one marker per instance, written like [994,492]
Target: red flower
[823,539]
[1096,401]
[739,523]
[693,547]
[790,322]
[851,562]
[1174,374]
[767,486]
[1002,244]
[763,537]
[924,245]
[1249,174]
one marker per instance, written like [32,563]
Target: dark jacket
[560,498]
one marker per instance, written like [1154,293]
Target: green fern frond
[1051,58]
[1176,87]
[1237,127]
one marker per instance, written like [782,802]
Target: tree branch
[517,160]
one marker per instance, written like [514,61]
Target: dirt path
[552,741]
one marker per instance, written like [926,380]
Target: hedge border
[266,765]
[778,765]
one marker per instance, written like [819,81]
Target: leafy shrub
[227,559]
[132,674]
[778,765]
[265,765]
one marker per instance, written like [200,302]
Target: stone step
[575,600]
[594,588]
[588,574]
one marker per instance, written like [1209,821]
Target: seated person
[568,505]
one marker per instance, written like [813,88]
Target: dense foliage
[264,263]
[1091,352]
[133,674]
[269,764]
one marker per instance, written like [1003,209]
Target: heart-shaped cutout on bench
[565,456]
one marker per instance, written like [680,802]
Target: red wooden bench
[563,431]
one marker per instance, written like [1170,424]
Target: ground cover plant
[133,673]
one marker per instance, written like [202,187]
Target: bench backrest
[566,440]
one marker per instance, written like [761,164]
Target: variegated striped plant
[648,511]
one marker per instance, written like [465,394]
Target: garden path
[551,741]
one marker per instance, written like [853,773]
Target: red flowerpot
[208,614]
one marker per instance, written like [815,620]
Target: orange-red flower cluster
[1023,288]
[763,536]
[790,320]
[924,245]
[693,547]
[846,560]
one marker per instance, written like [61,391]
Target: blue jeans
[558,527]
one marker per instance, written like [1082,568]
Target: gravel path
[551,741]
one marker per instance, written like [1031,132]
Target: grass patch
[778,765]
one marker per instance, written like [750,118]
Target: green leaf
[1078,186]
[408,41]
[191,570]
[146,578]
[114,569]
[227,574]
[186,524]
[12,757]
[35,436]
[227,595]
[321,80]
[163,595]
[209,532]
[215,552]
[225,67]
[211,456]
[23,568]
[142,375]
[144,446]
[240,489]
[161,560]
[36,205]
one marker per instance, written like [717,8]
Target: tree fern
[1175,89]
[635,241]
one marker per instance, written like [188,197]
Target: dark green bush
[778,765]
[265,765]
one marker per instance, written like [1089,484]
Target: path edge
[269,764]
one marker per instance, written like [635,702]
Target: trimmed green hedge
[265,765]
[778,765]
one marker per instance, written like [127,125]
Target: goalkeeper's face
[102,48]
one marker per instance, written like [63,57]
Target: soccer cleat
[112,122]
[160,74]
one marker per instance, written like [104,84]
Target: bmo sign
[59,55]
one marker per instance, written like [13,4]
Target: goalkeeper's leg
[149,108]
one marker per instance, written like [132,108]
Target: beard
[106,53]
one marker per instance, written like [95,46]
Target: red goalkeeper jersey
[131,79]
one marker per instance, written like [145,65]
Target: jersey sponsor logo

+++

Task to carry out: Write out each line of the data above again, exactly as given.

Task solution:
one marker per instance, written like [994,492]
Target: red flower
[823,539]
[1096,401]
[739,523]
[693,547]
[790,322]
[851,562]
[1174,374]
[767,486]
[1002,244]
[763,537]
[924,245]
[1249,174]
one marker per instance, written like [32,563]
Target: dark jacket
[560,498]
one marker per instance, written like [1154,293]
Target: green fern frond
[1051,58]
[1176,87]
[1237,127]
one marker per instance, written like [782,802]
Target: tree branch
[517,160]
one marker per instance, written like [514,61]
Target: dirt path
[552,741]
one marker per instance, written like [926,380]
Target: hedge border
[266,765]
[778,765]
one marker per instance, written like [819,81]
Target: leafy shrub
[227,559]
[132,674]
[778,765]
[265,765]
one marker per instance, written like [200,302]
Target: stone step
[575,600]
[594,588]
[588,574]
one marker per instance, written like [1209,821]
Target: seated person
[568,505]
one marker per instance, written like [813,88]
Target: dense foliage
[264,263]
[1091,352]
[133,674]
[269,764]
one marker per instance, written like [1003,209]
Target: heart-shaped cutout on bench
[565,456]
one marker per instance, written like [680,802]
Target: red wooden bench
[563,431]
one marker per instance, written like [1170,424]
Target: ground cover plant
[133,673]
one marker per instance, written like [202,187]
Target: bench backrest
[566,440]
one marker per instance, written like [761,164]
Target: variegated striped plant
[648,511]
one marker per instance, written like [465,394]
Target: garden path
[551,741]
one marker per instance, written like [853,773]
Target: red flowerpot
[208,614]
one marker per instance, written like [815,620]
Target: orange-red flower cluster
[1023,288]
[763,536]
[790,320]
[924,245]
[693,547]
[846,560]
one marker per instance, written like [61,391]
Target: blue jeans
[558,527]
one marker per instance, written like [1082,568]
Target: gravel path
[551,741]
one marker per instance, written like [1031,132]
Target: grass patch
[778,765]
one marker per instance, written like [750,118]
Target: green leaf
[1078,186]
[408,41]
[191,570]
[146,578]
[114,569]
[227,574]
[186,524]
[12,757]
[35,436]
[227,595]
[321,80]
[163,595]
[209,532]
[215,552]
[225,67]
[211,456]
[23,568]
[142,375]
[144,446]
[240,489]
[161,560]
[36,205]
one marker per instance, written like [717,8]
Target: tree fern
[1175,89]
[635,241]
one marker per instance, written like [188,197]
Target: dark green bush
[778,765]
[265,765]
one marker per instance, written like [1089,484]
Target: path edge
[269,764]
one marker per instance, written like [635,702]
Target: trimmed green hedge
[265,765]
[778,765]
one marker per instance, written like [127,125]
Target: goalkeeper's face
[102,48]
one marker per instance, written like [63,57]
Target: soccer cleat
[112,122]
[160,74]
one marker per instance, written like [104,84]
Target: bmo sign
[59,55]
one marker per instance, written like [13,4]
Target: goalkeeper's leg
[149,108]
one marker per instance, written like [132,108]
Target: beard
[106,53]
one marker per instance, written like [95,46]
Target: red goalkeeper jersey
[131,79]
one marker per instance, written like [145,65]
Target: jersey sponsor logo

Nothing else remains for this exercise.